> [Task directions]: The listing below must be given again in full, exactly.

> [Listed records]:

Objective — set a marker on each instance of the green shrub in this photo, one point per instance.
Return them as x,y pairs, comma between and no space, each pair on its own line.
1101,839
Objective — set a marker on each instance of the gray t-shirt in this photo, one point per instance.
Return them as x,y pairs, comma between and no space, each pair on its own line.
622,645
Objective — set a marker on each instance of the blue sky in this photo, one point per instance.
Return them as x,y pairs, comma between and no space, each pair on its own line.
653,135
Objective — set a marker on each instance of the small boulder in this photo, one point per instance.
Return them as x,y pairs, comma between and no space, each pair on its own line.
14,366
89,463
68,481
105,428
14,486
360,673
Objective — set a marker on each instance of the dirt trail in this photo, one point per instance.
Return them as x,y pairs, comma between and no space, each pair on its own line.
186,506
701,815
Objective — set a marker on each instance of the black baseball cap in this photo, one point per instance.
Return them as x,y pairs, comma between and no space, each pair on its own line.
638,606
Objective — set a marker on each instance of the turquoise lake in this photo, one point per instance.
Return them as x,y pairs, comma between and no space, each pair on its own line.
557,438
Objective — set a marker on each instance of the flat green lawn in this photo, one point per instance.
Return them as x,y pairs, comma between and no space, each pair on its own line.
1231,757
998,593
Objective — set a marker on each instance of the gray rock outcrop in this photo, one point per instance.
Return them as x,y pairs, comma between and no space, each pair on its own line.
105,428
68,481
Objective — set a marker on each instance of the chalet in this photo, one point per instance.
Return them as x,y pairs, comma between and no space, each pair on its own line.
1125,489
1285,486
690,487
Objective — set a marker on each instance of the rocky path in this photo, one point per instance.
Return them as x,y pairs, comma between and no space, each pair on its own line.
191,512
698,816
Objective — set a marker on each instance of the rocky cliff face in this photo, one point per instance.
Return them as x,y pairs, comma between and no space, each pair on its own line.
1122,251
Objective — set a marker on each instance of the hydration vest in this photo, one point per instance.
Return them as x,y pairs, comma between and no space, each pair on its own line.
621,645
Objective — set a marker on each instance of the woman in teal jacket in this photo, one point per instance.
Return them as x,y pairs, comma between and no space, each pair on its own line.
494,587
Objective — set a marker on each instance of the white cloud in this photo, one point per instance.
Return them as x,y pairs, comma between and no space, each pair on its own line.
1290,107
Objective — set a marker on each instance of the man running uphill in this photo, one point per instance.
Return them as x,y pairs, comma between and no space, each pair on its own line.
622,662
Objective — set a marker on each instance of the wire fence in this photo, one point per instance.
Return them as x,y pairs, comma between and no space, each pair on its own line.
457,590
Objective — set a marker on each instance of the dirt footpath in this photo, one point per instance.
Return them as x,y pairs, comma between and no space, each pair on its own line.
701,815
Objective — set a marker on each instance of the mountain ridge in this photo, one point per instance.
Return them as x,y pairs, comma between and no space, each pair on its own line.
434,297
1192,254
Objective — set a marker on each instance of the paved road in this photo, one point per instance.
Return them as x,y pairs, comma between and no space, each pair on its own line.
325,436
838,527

> [Answer]:
Objective — set a marker on each instance of the green shrub in this photo, one point per instance.
Return them as x,y pairs, comma between and no space, each pair on its own line.
1101,839
Objective — set a marker on each instance of the gray t-shirt in this photo, one point per instance.
Return them as x,y pairs, comma between and no space, each pair on its own line.
622,645
Objective — set a marker on each instance of the blue sky in this photo, one point per instance.
Return them as x,y pairs, comma between and no space, each pair on its own line.
653,135
Objective — set a marker on each instance of the small boulder in this photo, one point per instance.
Return them as x,y pairs, comma between and no space, each pair on its own line.
14,366
89,463
68,481
105,428
14,486
360,673
Objective — set a marker on each instance of the dirt trail in this photo, one point per instance.
Return them as x,y pairs, comma between and no space, each pair on its own line.
186,506
701,815
Objective — set a marker on each instance of the black baseball cap in this photo, one point per instance.
Return them as x,y pairs, comma between and no space, each pair on its own line.
638,606
Objective — set a marker on each instance of the turquoise lake in this photo, one point per instance.
Return them as x,y pairs, comma between and no space, each pair on its own line.
557,438
Objective — set a marker on each instance of the flat green lawn in this photo, one point per instance.
Return them as x,y pairs, comma between and no space, each pair on its own line.
1231,757
998,593
Objective — set a marker on each instance of the gray rock outcrop in this photo, one point per instance.
Return them as x,y pairs, comma between and no space, each pair on its own line.
105,428
68,481
Objective — set a marker on each instance of the chalet in this photo, one point per instance.
Return them as x,y pairs, comma between and no space, each pair on its own line.
1125,489
1285,486
690,487
Objective — set a marker on each instance of the rocky path in this photo, one point per instance.
Return them as x,y pairs, comma between and no space, each pair on its own line.
191,512
698,816
Objective — set a marker on each instance of the rocky cliff face in this photo, one point per instance.
Return them as x,y pairs, comma between and no space, each pair on its own line.
1122,251
Objective — set a marker on each instance of the hydration vest in this photo, one point per instance.
Return them as x,y pairs, comma between and no space, each pair on its own line.
621,645
Objective — set a marker on each instance of the woman in teal jacket in this photo, one point per instance.
Return them as x,y pairs, comma between and no space, each pair on its own line.
494,587
Objective — set a marker on each instance of the white cloud in this photo, one point per instance.
Return them as x,y pairs, comma between and no space, each pair on its own line.
1290,107
Objective — set a marker on each instance of the man running uphill in this photo, one point per instance.
Return them as x,y pairs, comma between and no space, each pair on its own line.
622,662
Objective — set a marker on each instance of the wire fence in this photo, one point per instance.
Return them as x,y pairs, comma between and no space, each pair on its own line.
457,590
Objective — set a marker on each instance of the dirt footpath in this photo, one point per instance.
Return them as x,y pairs, comma between and no space, each pair on its own line.
701,815
Objective — set a marker on each instance of the mountain ridge in this photo, one point per instance.
Return them as x,y pairs, comma between and no space, each pair on its own line.
434,297
1192,254
Objective — set a marker on each instance of the paved road in this photo, one point per instance.
Return them as x,y pairs, comma between and no space, each pair on its own line.
325,436
838,527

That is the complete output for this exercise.